* _Document_
Watch the teacher solve the problem with clear explanations

00:00 Solution

00:04 Open parentheses properly, multiply each factor by each factor

00:43 Calculate the multiplications

01:22 Positive times negative always equals negative

01:40 Collect terms

01:49 And this is the solution to the question

Step-by-step written solution

Follow each step carefully to understand the complete solution

Understand the problem

Solve:

$(a+b+2c)\cdot(3a-2b)=$

Step-by-step solution

To solve the expression $(a+b+2c)\cdot(3a-2b)$ , we will apply the distributive property.

Step 1: Distribute each term of the first expression to every term of the second expression.
Step 2: Compute the resulting products.
Step 3: Combine like terms.

Let's execute these steps:
Step 1: Distribute:
Distribute $a$ : $a \cdot 3a + a \cdot (-2b) = 3a^2 - 2ab$
Distribute $b$ : $b \cdot 3a + b \cdot (-2b) = 3ab - 2b^2$
Distribute $2c$ : $2c \cdot 3a + 2c \cdot (-2b) = 6ac - 4bc$

Step 2: Add all these products together:
$3a^2 - 2ab + 3ab - 2b^2 + 6ac - 4bc$

Step 3: Combine like terms:
Combine $-2ab + 3ab$ to get $ab$ .

Therefore, the simplified expression is:
$3a^2 + ab - 2b^2 + 6ac - 4bc$ .

The correct choice is 4.

Thus, the final expanded expression is $3a^2 + ab - 2b^2 + 6ac - 4bc$ .

Final Answer

_{^{$3a^2+ab-2b^2+6ac-4bc$}}

Key Points to Remember

Essential concepts to master this topic

Distribution: Apply each term in first polynomial to all terms in second
Technique: $a \cdot 3a = 3a^2$ and $-2ab + 3ab = ab$
Check: Count terms: 5 original products should give 5 final terms ✓

Common Mistakes

Avoid these frequent errors

Forgetting to distribute all terms completely
Don't just multiply first terms together = $3a^2$ only! This misses most of the expansion and gives incomplete results. Always multiply every term in the first polynomial by every term in the second polynomial.

* _Prompt 1_
Please answer these questions about the algebra solution, marking each answer with the same letter.
(a) At which time stamp does the video note that positive times negative always equals negative?
(b) What does distributing $2c$ produce?
(c) In Step 3, which two terms are combined, and into what?
* _Prompt 2_
Carry on writing the algebra solution, starting after its last sentence.

* _Dataset excerpts_
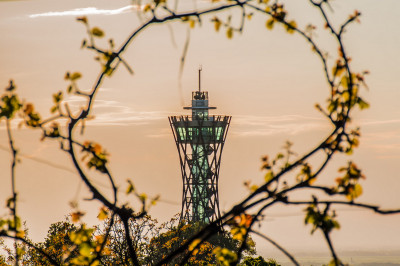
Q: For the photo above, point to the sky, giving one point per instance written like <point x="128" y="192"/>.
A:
<point x="268" y="81"/>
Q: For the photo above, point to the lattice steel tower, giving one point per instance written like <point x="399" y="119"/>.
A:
<point x="200" y="139"/>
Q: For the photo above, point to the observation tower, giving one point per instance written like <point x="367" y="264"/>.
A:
<point x="200" y="139"/>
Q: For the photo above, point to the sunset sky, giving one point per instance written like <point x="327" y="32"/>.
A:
<point x="268" y="81"/>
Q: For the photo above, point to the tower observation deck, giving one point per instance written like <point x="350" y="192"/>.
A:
<point x="200" y="140"/>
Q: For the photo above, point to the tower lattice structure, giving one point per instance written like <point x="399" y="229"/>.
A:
<point x="200" y="140"/>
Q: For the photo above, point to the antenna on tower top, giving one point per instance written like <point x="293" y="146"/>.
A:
<point x="200" y="69"/>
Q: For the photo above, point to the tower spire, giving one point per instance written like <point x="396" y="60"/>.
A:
<point x="200" y="69"/>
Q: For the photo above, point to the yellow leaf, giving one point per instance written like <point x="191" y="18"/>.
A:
<point x="82" y="19"/>
<point x="147" y="8"/>
<point x="75" y="76"/>
<point x="253" y="188"/>
<point x="194" y="244"/>
<point x="103" y="214"/>
<point x="21" y="234"/>
<point x="130" y="188"/>
<point x="290" y="28"/>
<point x="192" y="23"/>
<point x="217" y="24"/>
<point x="76" y="216"/>
<point x="229" y="33"/>
<point x="270" y="24"/>
<point x="97" y="32"/>
<point x="268" y="176"/>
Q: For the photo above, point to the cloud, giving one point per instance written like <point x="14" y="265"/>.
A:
<point x="379" y="122"/>
<point x="108" y="112"/>
<point x="247" y="125"/>
<point x="87" y="11"/>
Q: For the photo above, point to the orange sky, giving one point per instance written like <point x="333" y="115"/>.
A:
<point x="268" y="81"/>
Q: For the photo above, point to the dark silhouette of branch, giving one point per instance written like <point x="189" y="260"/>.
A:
<point x="276" y="245"/>
<point x="23" y="240"/>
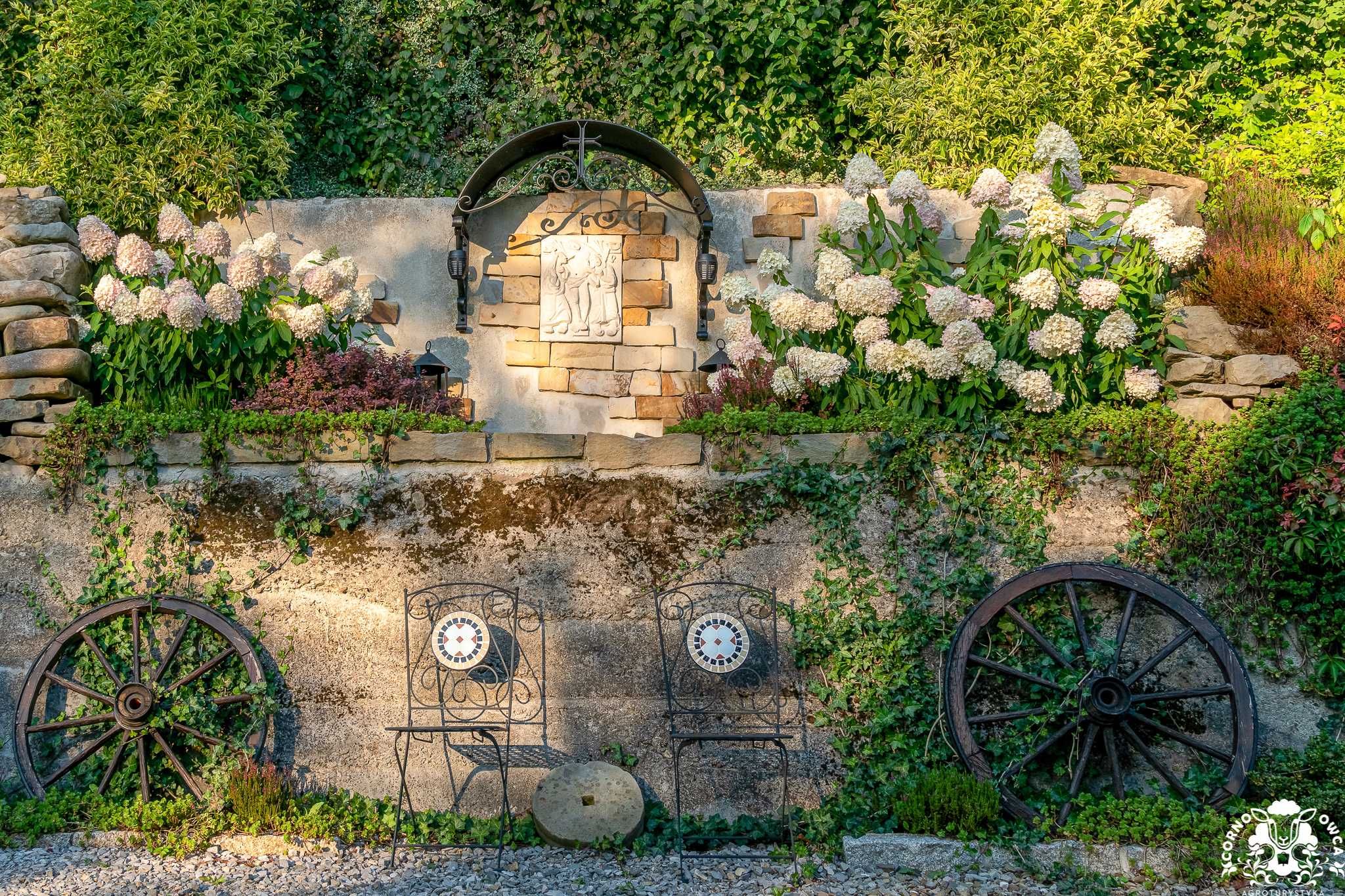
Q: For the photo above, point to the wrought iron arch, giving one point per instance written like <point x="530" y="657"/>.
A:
<point x="576" y="155"/>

* _Final result 1_
(a) 01:22
(b) $6ac - 4bc$
(c) $-2ab$ and $3ab$, combined into $ab$

* _Final result 2_
Practice Quiz

Test your knowledge with interactive questions

$(3+20)\times(12+4)=$

FAQ

Everything you need to know about this question

How many terms should I get when expanding?

When expanding $(a+b+2c)(3a-2b)$ , you get 3 terms × 2 terms = 6 products before combining like terms. After combining, you'll have fewer terms.

Why do I need to combine like terms?

Combining like terms simplifies your answer! For example, $-2ab + 3ab = ab$ . This gives you the final simplified form that's easier to work with.

What if I get confused with the signs?

Take it one distribution at a time! Write out each step: $a \cdot 3a = 3a^2$ , then $a \cdot (-2b) = -2ab$ . Keep track of positive and negative signs carefully.

How do I know which terms are like terms?

Like terms have the exact same variables with the same exponents. For example, $-2ab$ and $3ab$ are like terms, but $3a^2$ and $ab$ are not.

Can I multiply polynomials in any order?

Yes! Multiplication is commutative, so $(a+b+2c)(3a-2b)$ gives the same result as $(3a-2b)(a+b+2c)$ . Choose whichever order feels easier for you!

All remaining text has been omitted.